§ **Tasks to perform**:
1. List every benefit of RFID tags that the page text on pharmaceutical packaging names.
2. According to the page text on pharmaceutical packaging, what two purposes are packagers using smart labeling technology for?

All legs of the supply chain are concerned with ensuring the security of their facility and the verifiability of their data. Because of this, beginning-to-end data management and cybersecurity solutions throughout the supply chain will be a key concern throughout the implementation of the DSCSA regulations in 2018 and beyond.
- Growing use of smart packaging for identification and patient engagement
More and more pharmaceutical packagers are using smart labeling technology —namely radio frequency identification (RFID) and near field communication (NFC) tags— to track products and engage with patients.
- RFID tags for product- and pallet-level identification
In addition to 2D barcodes, RFID tags are increasingly used to track packages and pallets throughout the pharmaceutical supply chain. The main advantage RFID tags have over barcodes is that they eliminate the need for line-of-sight identification. All the goods within a pallet of packaged goods can be identified simultaneously, so long as it is close enough to the RFID reader. Basically, RFID tags allow you to identify entire truckloads worth of packaged product at once, and that information can immediately integrate with your data management software. Beyond ease of identification, RFID labels are extremely difficult to counterfeit — of great import in pharmaceutical packaging.

§ **Record set**:
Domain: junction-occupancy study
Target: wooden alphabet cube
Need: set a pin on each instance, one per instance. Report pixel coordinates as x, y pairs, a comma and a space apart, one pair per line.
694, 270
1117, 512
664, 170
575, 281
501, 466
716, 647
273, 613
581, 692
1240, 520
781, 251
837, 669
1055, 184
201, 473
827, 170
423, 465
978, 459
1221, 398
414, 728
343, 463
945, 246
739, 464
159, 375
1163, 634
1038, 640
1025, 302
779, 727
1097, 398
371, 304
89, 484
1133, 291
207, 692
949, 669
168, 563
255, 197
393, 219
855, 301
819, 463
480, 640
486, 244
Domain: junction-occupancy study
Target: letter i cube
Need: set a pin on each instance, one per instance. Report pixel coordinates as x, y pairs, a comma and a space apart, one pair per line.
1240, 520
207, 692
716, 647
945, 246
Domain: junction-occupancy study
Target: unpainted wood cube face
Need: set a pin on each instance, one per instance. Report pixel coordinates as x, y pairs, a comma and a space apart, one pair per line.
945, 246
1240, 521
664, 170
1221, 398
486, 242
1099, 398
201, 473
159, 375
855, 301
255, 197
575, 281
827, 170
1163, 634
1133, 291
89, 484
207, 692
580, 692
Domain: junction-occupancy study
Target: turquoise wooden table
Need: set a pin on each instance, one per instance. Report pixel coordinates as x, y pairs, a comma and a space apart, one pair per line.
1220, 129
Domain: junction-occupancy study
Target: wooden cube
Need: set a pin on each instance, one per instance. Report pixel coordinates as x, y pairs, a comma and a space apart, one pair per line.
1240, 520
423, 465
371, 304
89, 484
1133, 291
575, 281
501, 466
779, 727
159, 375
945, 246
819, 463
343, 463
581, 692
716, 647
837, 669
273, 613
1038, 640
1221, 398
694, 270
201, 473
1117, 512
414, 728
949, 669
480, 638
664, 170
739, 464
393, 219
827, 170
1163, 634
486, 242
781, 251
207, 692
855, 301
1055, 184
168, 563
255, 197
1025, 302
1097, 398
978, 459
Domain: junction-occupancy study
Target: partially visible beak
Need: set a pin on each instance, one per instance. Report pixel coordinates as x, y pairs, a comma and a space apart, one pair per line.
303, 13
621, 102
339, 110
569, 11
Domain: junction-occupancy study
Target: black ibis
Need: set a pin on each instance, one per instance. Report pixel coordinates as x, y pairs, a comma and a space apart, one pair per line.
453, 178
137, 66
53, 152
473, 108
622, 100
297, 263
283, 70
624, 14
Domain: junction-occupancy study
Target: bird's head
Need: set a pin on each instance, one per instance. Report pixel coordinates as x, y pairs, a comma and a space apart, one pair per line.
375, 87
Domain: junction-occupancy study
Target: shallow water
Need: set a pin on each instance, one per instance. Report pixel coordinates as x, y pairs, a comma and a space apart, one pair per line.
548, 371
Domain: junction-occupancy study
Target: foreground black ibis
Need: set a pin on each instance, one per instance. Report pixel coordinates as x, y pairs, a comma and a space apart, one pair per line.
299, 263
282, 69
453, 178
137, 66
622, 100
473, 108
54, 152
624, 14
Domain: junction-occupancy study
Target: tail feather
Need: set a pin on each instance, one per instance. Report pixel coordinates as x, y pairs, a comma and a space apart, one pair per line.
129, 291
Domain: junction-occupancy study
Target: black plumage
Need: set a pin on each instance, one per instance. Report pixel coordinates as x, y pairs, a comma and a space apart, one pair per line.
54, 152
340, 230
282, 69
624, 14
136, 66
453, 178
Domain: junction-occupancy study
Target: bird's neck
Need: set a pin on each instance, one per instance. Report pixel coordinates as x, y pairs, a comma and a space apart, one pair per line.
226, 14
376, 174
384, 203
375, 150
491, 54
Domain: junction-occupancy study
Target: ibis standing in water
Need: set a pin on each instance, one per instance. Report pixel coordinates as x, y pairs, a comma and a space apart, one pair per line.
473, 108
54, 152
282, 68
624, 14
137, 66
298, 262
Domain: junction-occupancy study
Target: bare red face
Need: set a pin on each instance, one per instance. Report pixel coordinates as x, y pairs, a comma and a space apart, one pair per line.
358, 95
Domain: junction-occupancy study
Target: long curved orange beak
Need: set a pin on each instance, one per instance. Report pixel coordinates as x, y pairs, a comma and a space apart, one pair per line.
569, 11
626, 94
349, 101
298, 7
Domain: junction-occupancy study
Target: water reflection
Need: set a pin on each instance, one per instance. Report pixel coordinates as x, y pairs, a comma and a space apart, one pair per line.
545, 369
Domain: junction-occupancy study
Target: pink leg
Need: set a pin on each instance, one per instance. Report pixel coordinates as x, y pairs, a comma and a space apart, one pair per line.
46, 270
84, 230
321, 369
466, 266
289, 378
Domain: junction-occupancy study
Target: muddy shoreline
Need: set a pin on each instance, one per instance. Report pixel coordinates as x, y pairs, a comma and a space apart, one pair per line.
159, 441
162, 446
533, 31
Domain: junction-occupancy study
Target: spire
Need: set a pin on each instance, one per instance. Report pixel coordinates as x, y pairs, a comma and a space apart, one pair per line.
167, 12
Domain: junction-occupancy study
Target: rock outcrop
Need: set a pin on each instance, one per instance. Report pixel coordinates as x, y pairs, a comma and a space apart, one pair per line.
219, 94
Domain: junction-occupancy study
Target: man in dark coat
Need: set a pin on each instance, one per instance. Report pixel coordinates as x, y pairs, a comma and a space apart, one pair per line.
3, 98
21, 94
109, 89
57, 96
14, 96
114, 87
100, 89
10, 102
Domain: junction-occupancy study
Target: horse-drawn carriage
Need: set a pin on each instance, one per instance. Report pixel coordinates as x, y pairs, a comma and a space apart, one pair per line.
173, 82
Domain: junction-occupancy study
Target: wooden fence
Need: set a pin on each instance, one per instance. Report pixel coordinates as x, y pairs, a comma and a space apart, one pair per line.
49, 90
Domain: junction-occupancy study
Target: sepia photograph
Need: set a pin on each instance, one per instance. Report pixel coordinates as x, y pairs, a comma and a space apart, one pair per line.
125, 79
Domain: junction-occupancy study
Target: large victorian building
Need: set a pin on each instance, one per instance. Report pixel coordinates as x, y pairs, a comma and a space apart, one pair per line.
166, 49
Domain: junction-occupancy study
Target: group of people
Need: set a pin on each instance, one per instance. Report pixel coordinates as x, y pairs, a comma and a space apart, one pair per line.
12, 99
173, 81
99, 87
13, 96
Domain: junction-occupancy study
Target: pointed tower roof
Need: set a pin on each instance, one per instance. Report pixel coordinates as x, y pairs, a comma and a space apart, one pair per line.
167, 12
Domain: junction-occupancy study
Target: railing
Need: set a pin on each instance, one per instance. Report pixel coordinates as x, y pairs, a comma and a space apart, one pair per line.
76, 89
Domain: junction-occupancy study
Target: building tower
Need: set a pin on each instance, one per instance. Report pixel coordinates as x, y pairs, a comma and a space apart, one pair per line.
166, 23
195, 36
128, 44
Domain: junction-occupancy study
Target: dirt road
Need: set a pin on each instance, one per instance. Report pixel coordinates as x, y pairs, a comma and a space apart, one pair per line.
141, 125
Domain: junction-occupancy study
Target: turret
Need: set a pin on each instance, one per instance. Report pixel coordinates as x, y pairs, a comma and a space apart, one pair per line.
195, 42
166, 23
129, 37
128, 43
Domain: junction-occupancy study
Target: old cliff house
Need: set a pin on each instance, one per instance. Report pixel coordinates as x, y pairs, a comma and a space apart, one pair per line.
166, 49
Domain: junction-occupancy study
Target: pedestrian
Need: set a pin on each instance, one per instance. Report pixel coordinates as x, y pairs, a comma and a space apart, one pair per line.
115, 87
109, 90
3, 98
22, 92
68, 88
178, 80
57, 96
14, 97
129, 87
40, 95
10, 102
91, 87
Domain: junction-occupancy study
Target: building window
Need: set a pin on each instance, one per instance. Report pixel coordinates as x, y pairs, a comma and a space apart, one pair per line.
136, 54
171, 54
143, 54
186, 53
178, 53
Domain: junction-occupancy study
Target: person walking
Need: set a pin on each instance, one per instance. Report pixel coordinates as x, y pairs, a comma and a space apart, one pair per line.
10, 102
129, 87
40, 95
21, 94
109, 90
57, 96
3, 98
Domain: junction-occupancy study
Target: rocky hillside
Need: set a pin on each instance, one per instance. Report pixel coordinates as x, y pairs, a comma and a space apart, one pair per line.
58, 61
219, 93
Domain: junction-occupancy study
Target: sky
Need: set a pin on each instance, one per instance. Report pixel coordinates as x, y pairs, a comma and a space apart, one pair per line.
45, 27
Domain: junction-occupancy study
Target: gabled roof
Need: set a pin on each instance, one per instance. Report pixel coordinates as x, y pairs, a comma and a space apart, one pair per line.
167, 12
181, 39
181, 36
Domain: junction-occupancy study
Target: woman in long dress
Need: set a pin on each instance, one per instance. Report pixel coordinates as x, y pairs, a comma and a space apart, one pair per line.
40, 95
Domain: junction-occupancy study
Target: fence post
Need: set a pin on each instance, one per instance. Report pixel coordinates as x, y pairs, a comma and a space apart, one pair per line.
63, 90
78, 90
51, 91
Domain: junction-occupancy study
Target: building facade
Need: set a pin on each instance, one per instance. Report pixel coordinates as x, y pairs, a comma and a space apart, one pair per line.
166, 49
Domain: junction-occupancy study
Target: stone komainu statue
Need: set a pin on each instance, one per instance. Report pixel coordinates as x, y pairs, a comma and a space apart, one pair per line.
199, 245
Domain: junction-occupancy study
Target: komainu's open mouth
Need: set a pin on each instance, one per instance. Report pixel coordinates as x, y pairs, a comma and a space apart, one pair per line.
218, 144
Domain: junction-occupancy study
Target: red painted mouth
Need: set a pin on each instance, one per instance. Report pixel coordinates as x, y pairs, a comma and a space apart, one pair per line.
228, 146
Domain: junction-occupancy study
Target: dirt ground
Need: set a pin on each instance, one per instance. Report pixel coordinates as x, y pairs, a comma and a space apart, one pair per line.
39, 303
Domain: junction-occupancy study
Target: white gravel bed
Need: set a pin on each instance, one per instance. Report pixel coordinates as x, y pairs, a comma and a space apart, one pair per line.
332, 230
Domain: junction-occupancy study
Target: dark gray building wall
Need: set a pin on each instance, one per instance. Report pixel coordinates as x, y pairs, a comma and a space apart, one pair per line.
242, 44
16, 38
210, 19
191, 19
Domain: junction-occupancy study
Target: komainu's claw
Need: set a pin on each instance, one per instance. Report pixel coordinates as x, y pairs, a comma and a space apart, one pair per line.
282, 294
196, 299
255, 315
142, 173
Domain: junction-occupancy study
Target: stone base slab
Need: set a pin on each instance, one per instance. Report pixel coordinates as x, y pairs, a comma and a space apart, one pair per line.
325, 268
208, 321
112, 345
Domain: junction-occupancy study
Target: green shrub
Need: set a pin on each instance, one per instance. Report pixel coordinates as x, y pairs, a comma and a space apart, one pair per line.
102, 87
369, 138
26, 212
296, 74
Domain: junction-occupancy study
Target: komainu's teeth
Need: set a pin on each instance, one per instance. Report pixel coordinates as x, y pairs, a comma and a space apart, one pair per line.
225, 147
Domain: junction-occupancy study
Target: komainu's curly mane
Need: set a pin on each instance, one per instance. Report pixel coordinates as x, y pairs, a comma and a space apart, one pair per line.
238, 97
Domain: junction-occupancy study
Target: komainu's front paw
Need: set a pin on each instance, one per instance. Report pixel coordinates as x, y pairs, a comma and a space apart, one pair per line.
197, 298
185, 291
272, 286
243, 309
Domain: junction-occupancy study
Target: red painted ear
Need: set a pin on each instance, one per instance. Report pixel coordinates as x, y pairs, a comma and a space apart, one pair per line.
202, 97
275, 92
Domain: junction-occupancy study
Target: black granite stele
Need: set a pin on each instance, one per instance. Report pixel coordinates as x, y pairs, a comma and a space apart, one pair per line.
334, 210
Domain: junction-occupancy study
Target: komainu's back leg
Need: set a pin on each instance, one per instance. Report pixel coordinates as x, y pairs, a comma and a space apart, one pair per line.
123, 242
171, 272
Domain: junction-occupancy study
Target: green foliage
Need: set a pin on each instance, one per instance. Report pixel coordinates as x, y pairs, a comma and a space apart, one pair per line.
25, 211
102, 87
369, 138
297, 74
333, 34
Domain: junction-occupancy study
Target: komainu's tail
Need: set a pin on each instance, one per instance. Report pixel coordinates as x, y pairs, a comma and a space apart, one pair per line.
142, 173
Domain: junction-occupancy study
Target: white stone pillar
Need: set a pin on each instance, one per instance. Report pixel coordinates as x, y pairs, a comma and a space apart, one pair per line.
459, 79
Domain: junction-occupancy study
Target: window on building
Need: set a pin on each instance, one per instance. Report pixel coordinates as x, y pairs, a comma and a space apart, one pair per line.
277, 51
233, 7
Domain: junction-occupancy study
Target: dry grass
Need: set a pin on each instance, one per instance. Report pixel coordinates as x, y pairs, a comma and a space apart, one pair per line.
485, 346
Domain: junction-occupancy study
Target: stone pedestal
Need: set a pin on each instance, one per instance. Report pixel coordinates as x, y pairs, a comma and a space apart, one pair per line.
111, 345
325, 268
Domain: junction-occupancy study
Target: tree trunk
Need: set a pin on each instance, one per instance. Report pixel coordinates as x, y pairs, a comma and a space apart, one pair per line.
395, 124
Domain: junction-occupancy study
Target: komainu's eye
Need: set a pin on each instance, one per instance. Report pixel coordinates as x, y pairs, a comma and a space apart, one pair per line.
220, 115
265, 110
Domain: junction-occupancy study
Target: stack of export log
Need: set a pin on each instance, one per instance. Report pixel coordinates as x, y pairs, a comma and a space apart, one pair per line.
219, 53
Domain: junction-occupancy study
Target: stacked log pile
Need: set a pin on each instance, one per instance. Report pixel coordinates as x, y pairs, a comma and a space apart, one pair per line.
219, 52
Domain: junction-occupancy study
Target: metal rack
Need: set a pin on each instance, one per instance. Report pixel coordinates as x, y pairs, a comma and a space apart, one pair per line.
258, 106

§ **Task solutions**:
1.
- They eliminate the need for line-of-sight identification.
- All the goods within a pallet, or entire truckloads of packaged product, can be identified at once, provided they are close enough to the RFID reader.
- The information can immediately integrate with data management software.
- RFID labels are extremely difficult to counterfeit.

2. To track products and to engage with patients.